• _Material for this exercise_
┄┄┄┄┄┄┄┄┄┄

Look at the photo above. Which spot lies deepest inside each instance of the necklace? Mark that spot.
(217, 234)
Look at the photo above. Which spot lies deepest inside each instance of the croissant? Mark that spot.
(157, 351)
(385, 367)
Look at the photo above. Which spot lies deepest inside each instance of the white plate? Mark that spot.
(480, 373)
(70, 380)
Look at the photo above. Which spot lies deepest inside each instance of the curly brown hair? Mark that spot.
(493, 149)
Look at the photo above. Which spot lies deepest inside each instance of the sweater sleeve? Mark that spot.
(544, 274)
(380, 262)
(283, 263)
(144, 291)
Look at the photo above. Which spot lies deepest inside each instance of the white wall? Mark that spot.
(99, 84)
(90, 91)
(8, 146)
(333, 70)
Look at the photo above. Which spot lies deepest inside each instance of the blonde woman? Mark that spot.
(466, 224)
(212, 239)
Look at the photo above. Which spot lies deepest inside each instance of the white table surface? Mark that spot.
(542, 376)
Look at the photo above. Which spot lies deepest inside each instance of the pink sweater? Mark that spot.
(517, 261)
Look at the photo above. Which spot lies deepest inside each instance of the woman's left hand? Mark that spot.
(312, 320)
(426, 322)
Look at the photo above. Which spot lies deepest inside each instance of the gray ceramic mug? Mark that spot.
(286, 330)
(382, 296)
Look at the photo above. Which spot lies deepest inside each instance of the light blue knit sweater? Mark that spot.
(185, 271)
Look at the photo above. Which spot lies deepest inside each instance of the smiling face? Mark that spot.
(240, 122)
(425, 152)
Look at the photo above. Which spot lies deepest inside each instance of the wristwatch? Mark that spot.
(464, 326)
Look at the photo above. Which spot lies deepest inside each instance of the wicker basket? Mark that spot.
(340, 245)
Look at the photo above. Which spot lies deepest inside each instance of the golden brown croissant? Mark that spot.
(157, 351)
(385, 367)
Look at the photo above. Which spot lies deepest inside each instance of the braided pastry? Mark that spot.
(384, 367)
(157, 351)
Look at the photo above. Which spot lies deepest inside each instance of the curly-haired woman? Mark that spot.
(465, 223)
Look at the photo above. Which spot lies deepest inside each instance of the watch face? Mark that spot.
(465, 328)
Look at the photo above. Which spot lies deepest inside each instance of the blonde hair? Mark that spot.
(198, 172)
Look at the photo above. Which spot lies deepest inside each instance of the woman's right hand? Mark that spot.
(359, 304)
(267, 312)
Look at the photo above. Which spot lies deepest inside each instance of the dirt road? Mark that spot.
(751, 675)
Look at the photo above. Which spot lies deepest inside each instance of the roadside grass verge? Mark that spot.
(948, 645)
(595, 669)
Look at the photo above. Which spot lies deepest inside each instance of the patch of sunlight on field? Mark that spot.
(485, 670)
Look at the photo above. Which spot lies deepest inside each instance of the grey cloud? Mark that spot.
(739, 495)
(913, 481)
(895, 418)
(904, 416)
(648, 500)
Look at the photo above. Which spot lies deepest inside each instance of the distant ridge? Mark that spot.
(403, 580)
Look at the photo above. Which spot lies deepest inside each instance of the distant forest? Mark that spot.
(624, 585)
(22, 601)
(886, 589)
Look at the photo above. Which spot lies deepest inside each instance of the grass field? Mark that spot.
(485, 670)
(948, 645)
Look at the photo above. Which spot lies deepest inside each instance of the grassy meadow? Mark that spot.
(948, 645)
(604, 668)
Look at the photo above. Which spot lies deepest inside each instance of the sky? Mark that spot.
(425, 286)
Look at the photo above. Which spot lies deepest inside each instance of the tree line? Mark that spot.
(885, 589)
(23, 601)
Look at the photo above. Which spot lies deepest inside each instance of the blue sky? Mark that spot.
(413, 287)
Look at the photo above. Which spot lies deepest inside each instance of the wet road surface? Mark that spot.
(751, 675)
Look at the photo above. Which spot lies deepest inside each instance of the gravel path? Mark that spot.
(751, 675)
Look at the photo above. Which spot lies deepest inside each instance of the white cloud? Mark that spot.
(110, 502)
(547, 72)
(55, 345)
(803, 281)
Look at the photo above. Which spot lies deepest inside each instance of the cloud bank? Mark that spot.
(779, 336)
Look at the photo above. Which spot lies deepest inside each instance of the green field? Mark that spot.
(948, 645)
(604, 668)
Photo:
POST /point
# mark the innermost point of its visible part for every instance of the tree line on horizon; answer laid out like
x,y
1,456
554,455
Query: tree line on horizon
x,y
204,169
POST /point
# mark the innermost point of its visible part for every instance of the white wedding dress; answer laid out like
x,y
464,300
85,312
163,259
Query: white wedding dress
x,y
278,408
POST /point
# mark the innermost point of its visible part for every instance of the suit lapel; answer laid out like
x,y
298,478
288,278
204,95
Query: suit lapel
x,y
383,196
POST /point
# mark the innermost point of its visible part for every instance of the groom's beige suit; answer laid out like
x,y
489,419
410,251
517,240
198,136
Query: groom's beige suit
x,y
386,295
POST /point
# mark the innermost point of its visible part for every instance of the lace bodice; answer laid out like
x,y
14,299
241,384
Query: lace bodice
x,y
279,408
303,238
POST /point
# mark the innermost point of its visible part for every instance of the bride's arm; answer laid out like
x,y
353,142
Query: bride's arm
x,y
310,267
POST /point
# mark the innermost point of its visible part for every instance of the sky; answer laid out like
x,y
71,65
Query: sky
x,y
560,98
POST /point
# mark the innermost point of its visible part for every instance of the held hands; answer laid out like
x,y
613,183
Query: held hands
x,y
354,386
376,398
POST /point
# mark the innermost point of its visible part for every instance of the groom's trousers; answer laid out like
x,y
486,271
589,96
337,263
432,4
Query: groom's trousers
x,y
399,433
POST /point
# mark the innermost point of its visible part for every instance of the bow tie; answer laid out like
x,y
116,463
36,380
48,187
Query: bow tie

┄┄┄┄┄┄┄┄┄┄

• _Exercise requirements_
Pull out every line of the material above that contains the word "hands".

• _Finished answer_
# mark the innermost point of its visible part for every instance of the held hands; answer laid out like
Query: held hands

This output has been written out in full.